» **KUTIPAN HALAMAN**
★ ★ ★ ★

JAKARTA -- Muktamar Pemikiran Islam di Muhammadiyah ”Kritik Oto-Kritik Muhammadiyah” pertengahan Februari 2008 menuai kritik konstruktif bagi perjalanan gerakan Muhammadiyah di Indonesia.
Gerakan Muhammadiyah seharusnya lebih peduli terhadap persoalan realitas sosial kini dan nanti, bukan cuma persoalan politik. Menjelang Pemilu 2009, politisi di negeri ini mulai bersahut dan tampak kasak-kusuk ingin merebut posisi empuk. Sementara itu, krisis moral dan kepemimpinan bangsa ini sudah memasuki tahap kritis. Dalam konteks ini, umat Muhammadiyah tak bisa mengabaikan pendidikan karakter bangsa yang kian pudar.

★ ★ ★ ★

» **KUMPULAN DATA**
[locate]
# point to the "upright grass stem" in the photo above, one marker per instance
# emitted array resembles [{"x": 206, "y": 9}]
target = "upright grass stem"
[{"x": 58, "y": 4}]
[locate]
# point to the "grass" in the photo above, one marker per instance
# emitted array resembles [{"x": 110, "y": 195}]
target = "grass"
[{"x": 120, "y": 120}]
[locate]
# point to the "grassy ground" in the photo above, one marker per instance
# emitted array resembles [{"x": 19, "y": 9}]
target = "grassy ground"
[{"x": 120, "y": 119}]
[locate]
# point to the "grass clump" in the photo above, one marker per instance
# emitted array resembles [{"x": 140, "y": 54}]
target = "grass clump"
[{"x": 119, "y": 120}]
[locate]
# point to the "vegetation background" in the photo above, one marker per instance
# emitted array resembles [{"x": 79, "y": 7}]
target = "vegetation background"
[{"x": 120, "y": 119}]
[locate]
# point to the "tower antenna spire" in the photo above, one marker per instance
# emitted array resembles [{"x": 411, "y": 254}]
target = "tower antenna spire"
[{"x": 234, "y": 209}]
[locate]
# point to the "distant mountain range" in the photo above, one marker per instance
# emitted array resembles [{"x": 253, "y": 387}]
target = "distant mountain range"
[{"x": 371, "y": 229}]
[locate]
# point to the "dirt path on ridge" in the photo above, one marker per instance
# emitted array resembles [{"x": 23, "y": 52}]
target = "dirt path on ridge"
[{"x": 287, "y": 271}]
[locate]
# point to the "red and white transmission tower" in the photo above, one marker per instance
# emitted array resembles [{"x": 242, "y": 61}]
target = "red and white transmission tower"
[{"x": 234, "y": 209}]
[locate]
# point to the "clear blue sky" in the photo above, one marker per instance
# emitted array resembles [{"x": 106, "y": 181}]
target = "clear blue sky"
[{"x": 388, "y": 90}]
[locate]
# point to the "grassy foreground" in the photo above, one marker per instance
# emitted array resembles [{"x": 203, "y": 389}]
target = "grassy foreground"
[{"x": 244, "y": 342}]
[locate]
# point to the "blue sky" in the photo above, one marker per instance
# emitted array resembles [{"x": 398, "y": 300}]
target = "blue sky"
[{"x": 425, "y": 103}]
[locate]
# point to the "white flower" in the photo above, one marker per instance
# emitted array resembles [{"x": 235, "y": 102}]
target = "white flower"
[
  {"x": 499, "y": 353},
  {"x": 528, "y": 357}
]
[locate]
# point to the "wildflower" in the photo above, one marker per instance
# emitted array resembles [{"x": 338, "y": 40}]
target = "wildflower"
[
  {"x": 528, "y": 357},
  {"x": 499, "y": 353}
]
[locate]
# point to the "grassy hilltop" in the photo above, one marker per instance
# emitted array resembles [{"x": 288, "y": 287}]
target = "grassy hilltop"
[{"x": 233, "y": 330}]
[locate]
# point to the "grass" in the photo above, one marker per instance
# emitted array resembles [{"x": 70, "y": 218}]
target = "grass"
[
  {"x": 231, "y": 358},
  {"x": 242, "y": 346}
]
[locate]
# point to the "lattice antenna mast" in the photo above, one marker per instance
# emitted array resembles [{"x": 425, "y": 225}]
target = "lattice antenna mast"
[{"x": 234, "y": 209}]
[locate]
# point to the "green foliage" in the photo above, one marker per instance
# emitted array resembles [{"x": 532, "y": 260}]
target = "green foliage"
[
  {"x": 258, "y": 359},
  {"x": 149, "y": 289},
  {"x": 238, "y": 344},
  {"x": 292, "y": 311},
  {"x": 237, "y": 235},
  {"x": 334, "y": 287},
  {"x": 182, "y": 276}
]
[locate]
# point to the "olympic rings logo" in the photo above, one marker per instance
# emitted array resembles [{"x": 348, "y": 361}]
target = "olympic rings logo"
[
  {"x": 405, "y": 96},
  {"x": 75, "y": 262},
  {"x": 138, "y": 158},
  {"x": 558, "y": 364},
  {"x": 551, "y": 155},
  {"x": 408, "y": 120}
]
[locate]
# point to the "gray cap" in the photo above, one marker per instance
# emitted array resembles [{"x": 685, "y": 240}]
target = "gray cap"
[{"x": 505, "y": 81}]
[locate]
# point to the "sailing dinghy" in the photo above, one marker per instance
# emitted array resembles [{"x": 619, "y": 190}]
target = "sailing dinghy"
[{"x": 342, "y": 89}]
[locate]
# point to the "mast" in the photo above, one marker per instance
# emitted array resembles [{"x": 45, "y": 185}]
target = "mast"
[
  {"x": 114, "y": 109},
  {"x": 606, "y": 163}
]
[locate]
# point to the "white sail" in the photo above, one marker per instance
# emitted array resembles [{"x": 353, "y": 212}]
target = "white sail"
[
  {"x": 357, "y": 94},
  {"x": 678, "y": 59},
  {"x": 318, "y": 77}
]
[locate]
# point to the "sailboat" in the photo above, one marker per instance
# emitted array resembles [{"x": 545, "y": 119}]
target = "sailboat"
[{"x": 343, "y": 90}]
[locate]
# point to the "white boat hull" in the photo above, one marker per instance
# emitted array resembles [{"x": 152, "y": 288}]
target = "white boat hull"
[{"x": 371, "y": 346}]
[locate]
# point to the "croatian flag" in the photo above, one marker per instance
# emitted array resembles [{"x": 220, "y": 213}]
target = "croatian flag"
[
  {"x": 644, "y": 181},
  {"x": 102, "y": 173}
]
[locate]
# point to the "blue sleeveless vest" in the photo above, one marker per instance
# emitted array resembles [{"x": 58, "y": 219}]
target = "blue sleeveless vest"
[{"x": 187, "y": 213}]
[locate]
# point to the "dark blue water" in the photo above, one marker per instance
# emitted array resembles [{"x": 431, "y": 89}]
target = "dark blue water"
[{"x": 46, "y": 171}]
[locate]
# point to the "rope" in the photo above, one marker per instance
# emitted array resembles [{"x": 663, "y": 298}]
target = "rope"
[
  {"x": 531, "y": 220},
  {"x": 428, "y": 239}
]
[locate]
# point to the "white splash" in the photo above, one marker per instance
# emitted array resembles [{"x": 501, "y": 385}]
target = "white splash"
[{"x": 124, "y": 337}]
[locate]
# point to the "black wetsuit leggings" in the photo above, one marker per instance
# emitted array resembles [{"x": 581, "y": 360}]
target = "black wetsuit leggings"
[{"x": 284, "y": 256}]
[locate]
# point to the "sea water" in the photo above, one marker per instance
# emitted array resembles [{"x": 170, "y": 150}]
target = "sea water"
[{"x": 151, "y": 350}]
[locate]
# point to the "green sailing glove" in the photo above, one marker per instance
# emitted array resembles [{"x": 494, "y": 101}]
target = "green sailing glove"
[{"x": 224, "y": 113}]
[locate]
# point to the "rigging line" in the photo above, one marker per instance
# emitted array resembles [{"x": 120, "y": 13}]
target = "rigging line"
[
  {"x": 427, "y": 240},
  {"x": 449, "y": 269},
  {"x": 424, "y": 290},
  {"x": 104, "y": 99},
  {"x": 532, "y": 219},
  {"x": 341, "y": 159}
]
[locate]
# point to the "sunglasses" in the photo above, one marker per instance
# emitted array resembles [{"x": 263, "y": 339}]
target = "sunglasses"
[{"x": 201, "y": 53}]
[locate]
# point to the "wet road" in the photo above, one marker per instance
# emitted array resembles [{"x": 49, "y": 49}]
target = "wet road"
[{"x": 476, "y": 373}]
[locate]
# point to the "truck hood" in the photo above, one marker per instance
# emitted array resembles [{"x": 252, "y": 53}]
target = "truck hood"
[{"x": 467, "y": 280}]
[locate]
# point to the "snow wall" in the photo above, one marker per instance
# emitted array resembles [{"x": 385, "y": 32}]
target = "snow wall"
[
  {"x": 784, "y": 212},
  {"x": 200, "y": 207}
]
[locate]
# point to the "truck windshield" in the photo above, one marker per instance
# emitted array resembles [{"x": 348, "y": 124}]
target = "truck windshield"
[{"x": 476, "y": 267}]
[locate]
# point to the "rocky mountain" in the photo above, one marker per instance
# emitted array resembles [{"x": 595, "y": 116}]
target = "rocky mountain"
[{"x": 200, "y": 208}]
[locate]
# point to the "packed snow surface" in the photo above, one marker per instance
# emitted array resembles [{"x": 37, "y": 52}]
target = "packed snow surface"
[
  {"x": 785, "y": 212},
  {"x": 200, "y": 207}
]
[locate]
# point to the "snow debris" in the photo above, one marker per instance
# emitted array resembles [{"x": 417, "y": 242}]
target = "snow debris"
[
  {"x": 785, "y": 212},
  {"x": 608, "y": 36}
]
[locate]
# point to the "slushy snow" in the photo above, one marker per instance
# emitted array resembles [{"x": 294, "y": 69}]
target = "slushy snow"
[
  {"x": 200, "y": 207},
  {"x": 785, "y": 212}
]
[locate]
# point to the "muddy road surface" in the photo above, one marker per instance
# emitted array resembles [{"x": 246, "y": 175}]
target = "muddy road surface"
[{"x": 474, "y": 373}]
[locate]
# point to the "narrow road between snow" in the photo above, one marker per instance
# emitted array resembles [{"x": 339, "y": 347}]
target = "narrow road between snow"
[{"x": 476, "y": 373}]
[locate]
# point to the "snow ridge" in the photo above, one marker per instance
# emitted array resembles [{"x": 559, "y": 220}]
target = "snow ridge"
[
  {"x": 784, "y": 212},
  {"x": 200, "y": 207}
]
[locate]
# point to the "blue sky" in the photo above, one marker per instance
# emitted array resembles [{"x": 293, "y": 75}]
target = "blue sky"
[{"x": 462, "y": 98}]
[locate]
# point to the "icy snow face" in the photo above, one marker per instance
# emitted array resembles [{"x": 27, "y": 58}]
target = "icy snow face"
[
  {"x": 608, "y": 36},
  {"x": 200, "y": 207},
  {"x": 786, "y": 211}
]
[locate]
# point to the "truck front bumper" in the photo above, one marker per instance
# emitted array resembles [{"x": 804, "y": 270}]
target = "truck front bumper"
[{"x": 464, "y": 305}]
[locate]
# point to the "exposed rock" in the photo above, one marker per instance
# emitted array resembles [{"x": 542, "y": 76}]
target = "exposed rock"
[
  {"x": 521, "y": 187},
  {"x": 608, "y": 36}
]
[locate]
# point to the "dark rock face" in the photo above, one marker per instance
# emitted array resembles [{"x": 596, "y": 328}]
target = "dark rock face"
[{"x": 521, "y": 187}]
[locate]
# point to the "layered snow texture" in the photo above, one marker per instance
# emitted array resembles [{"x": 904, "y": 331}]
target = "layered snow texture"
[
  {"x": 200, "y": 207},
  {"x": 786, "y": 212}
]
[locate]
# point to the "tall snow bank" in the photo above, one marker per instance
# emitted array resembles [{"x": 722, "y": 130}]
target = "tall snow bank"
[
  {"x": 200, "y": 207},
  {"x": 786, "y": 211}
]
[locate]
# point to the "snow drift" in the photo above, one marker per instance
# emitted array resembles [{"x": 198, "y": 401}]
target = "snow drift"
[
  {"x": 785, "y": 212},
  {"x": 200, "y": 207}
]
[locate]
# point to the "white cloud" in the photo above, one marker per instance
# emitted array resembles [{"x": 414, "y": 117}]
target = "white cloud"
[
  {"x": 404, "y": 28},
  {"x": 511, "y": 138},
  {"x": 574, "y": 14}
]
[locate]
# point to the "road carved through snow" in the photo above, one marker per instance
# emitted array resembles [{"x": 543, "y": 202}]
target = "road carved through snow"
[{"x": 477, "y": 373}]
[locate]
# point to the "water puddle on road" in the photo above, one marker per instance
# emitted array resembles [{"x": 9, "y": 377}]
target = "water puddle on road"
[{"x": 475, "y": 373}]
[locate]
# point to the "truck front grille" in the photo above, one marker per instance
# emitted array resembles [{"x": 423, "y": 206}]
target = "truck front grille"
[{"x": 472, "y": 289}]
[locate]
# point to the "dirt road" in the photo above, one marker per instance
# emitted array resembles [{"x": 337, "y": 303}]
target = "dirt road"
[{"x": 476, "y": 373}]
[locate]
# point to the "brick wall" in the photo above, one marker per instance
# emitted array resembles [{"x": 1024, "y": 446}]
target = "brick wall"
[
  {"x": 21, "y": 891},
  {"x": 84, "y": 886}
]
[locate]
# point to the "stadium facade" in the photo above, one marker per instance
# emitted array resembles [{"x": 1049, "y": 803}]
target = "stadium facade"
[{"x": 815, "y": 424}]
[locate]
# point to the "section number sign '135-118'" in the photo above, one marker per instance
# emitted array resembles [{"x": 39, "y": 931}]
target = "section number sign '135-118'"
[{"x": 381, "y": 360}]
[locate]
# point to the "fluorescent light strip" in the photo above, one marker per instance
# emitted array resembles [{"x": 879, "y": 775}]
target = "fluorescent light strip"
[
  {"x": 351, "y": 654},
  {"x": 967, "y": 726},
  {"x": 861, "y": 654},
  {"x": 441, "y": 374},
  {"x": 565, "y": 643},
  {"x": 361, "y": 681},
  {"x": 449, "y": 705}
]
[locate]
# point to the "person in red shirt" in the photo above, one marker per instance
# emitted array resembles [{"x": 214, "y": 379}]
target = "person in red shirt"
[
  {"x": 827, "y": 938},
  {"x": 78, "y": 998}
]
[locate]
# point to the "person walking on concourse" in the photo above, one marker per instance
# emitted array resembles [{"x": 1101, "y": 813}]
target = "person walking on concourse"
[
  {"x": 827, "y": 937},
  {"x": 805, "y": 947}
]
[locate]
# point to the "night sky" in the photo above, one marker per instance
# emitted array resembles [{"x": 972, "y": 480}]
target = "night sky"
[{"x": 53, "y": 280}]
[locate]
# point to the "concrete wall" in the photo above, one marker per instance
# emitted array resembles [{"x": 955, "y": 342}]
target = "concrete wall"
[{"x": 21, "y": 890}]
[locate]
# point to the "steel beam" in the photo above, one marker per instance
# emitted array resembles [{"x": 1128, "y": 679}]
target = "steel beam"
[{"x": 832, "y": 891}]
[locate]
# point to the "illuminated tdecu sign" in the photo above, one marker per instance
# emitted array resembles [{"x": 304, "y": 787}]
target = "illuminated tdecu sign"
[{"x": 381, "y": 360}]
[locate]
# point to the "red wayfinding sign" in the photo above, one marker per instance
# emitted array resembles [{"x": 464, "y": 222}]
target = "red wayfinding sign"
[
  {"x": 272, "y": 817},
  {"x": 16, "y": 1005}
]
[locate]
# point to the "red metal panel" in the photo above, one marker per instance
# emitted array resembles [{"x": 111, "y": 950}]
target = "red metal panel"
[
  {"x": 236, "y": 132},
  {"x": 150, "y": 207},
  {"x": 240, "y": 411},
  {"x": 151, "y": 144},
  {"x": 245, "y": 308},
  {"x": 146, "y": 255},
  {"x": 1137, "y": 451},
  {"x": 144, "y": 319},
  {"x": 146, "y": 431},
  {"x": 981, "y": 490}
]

★ ★ ★ ★

» **TUGAS WAJIB**
**a.** Jawab pertanyaan berikut berdasarkan kutipan tentang Muhammadiyah:
(i) Kapan Muktamar Pemikiran Islam di Muhammadiyah berlangsung?
(ii) Pemilu tahun berapa yang disebut sudah menjelang?
(iii) Apa yang tidak bisa diabaikan umat Muhammadiyah?
**b.** Tolong teruskan kutipan tentang Muhammadiyah mulai dari kalimat terakhirnya.
Baris-baris data tidak berhubungan dengan kutipan tentang Muhammadiyah.

» **JAWABAN BERURUTAN**
**a.**
(i) Pertengahan Februari 2008.
(ii) Pemilu 2009.
(iii) Pendidikan karakter bangsa yang kian pudar.

**b.**
Namun, di tengah hiruk-pikuk politik menjelang Pemilu 2009 adalah suatu hal yang sulit bagi kaum cerdik pandai Muhammadiyah untuk tidak larut dalam intrik politik praktis. Ulama, sebagai penjaga moral bangsa, harus menjadi panutan umatnya. Akan tetapi, kecemasan yang timbul adalah posisi tak etis peran ulama dan intelektual Muhammadiyah dalam perpolitikan nasional, yaitu menghendaki jabatan politik.
Bertrand Russel (1984) pernah menjelaskan, di kalangan politisi orang baik punya kegunaan. Orang baik tak pernah dicurigai bahwa ia akan menggunakan kebaikannya untuk melindungi bajingan. Sifat ini membuat orang baik-baik amat disenangi dan akhirnya orang baik-baik itu ikut pula menjadi politisi.
Namun, suatu sistem ekonomi politik di mana the rulling elite mengalami konservatisasi karena ingin mempertahankan monopolinya pada akses-akses ekonomi dan kekuasaan selalu muncul polarisasi yang merusak solidaritas sosial. Kecenderungan untuk tidak melibatkan agama dalam aneka masalah sosial-politik akan mempercepat timbulnya masyarakat berkelas.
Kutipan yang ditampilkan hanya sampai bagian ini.